** DATA FOR PROCESSING follows **

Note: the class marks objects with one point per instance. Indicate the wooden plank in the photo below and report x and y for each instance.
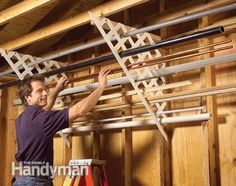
(70, 23)
(21, 9)
(185, 10)
(164, 149)
(213, 144)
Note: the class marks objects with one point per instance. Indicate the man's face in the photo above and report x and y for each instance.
(39, 95)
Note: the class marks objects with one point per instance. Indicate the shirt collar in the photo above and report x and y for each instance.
(33, 107)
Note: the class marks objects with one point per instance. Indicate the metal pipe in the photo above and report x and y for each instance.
(143, 115)
(145, 29)
(172, 41)
(152, 62)
(168, 120)
(160, 59)
(102, 59)
(193, 65)
(183, 19)
(161, 72)
(60, 54)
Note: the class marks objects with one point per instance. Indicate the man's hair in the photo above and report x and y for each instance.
(26, 88)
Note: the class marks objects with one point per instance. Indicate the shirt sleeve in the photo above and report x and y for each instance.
(55, 121)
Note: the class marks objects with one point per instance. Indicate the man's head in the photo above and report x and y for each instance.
(32, 91)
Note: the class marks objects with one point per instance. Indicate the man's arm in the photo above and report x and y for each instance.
(62, 82)
(88, 103)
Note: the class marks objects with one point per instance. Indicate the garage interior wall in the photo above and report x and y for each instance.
(140, 156)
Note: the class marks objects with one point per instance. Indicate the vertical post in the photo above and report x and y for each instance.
(2, 134)
(127, 133)
(165, 160)
(94, 134)
(213, 144)
(68, 151)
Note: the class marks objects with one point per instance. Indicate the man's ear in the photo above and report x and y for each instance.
(27, 98)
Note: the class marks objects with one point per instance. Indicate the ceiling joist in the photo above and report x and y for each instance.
(21, 9)
(70, 23)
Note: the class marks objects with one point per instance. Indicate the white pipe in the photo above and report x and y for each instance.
(159, 73)
(209, 93)
(120, 125)
(192, 65)
(141, 115)
(183, 19)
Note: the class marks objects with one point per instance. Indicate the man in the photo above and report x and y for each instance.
(37, 124)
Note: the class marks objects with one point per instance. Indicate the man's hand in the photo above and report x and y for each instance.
(102, 77)
(61, 84)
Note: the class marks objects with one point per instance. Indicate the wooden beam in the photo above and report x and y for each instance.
(180, 11)
(213, 144)
(70, 23)
(21, 9)
(127, 140)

** End of DATA FOR PROCESSING **

**DIRECTIONS FOR THIS TASK:** Word for word, return the material above, but drop the pictures.

**OUTPUT FOR THIS TASK:**
Note: the class marks objects with one point per instance. Indicate the wooden plank in the photo below and report x and y for each instance.
(70, 23)
(21, 9)
(185, 10)
(164, 149)
(213, 144)
Note: the class marks objects with one point per instance. Indicate the man's face in the photo above and report x and y for each instance.
(39, 95)
Note: the class marks objects with one point per instance. Indicate the shirt collar in the photo above and report x and y for each instance.
(33, 107)
Note: the class marks objects with one point per instance. Indicate the metal pipe in the photo above and report x and y for each instance.
(143, 115)
(145, 29)
(172, 41)
(152, 62)
(168, 120)
(160, 59)
(102, 59)
(193, 65)
(183, 19)
(161, 72)
(60, 54)
Note: the class marks objects with one point per instance. Indicate the man's hair in the photo above and report x and y for each instance.
(26, 88)
Note: the class marks objects with one point per instance. Indicate the shirt sleeve in the photo above and report x and y for each instance.
(55, 121)
Note: the class marks objects with one point per instance. Indicate the man's head in the photo above and report x and y for each instance.
(32, 91)
Note: the class marks objects with one point per instance. Indicate the man's arm in the photo above and report x and y for each instance.
(62, 82)
(88, 103)
Note: the class marks objects with one point per instance. Indicate the garage interior wall in the photo above and report x and y for each instance.
(140, 156)
Note: the class marks objects with one point per instance. Indicate the vertical post in the photo above and report x and y for each instance.
(2, 134)
(127, 133)
(165, 160)
(94, 134)
(213, 144)
(68, 151)
Note: the class marks objects with one point per instance. Indicate the man's ear in the photo above and report x and y for each instance.
(27, 98)
Note: the class marks objects with one point per instance. Indicate the ceiling joist in the photo above and report x and y for each instance.
(21, 9)
(70, 23)
Note: the class marks objects with one point per instance. Indicate the white pipe in the photo above and report x and y for each instance.
(159, 73)
(209, 93)
(120, 125)
(192, 65)
(141, 115)
(183, 19)
Note: the class marks objects with one point per instance. Indicate the man in the photo above and report x and y for each instance.
(37, 124)
Note: the class marks objects with one point per instance. Indicate the man's hand in the photo above and report x and y for each instance.
(102, 77)
(61, 84)
Note: the class marks objects with one point per instance. Indicate the wooden beam in the photo above and report x and y for each instance.
(180, 11)
(213, 144)
(70, 23)
(21, 9)
(127, 140)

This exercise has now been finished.